Excerpt provided:
Core Concepts

Task

At the heart of the Pharia Inference SDK is a generic concept called a task. A task transforms an input parameter to an output parameter, similar to a function in mathematics:

Task: Input -> Output

In Python, this is realized by an abstract class with type-parameters and the abstract method do_run in which the actual transformation is implemented:

class Task(ABC, Generic[Input, Output]):

    @abstractmethod
    def do_run(self, input: Input, task_span: TaskSpan) -> Output:
        ...

Input and Output are normal Python datatypes that can be serialized from and to JSON. For this the Pharia Inference SDK relies on Pydantic. The types used are defined in the form of type-aliases PydanticSerializable.

The second parameter task_span is used for tracing, as described below.

do_run is the method that implements a concrete task and must be provided by you. It is executed by the external interface method run of a task:

class Task(ABC, Generic[Input, Output]):
    @final
    def run(self, input: Input, tracer: Tracer) -> Output:
      ...

The signatures of the do_run and run methods differ only in the tracing parameters.

Levels of abstraction

Even though the concept is generic, the main purpose for a task is of course to make use of an LLM for the transformation. Tasks are defined at different levels of abstraction. Higher level tasks (also called use cases) reflect a typical user problem, whereas lower level tasks are used to interface with an LLM on a generic or technical level.

Typical examples of higher level tasks (use cases) might be the following:

• Answering a question based on a given document: QA: (Document, Question) -> Answer

• Generate a summary of a given document: Summary: Document -> Summary

Examples of lower level tasks might be the following:

• Let the model generate text based on an instruction and some context: Instruct: (Context, Instruction) -> Completion

• Chunk a text in smaller pieces at optimized boundaries (typically to make it fit into an LLM’s context-size): Chunk: Text -> [Chunk]

Composability

Typically you build higher level tasks from lower level tasks. Given a task, you can draw a dependency graph that illustrates which subtasks it is using and in turn which subtasks they are using. This graph typically forms a hierarchy or, more generally, a directed acyclic graph. The following drawing shows this graph for the Intelligence Layer’s RecursiveSummarize task:

Trace

A task implements a workflow. It processes its input, passes it on to subtasks, processes the outputs of the subtasks, and builds its own output. This workflow can be represented in a trace. For this, a task’s run method takes a Tracer that takes care of storing details on the steps of this workflow, including the tasks that have been invoked along with their input and output and timing information.

Information supplied:
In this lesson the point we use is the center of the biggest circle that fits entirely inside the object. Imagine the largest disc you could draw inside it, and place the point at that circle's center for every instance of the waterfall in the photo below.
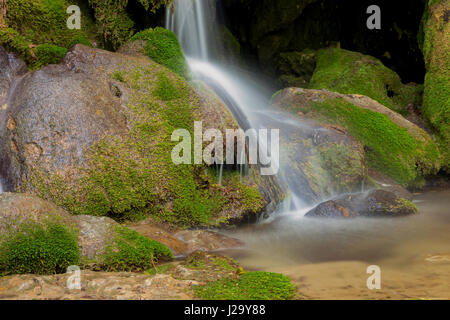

What you need to do: Carry the core-concepts page on the Pharia Inference SDK forward from its last paragraph, the one about traces and the Tracer.

Response to this exercise:
To represent this tracing we use the following concepts:

• A Tracer is passed to a task’s run method and provides methods for opening Spans or TaskSpans.

• A Span is a Tracer that groups multiple logs and runtime durations together as a single, logical step in the workflow.

• A TaskSpan is a Span that groups multiple logs together with the task’s specific input and output. An opened TaskSpan is passed to Task.do_run. Since a TaskSpan is a Tracer a do_run implementation can pass this instance on to run methods of subtasks.

The following diagram illustrates these relationships:

Each of these concepts is implemented in form of an abstract base class and the Intelligence Layer provides several concrete implementations that store the actual traces in different backends. For each backend, each of the three abstract classes Tracer, Span and TaskSpan needs to be implemented. The top-level Tracer implementations are the following:

• The NoOpTracer is used when no tracing information is to be stored.

• The InMemoryTracer stores all traces in an in-memory data structure and is helpful in tests or Jupyter notebooks.

• The FileTracer stores all traces in a JSON-file.

• The OpenTelemetryTracer uses an OpenTelemetry Tracer to store the traces in an OpenTelemetry backend.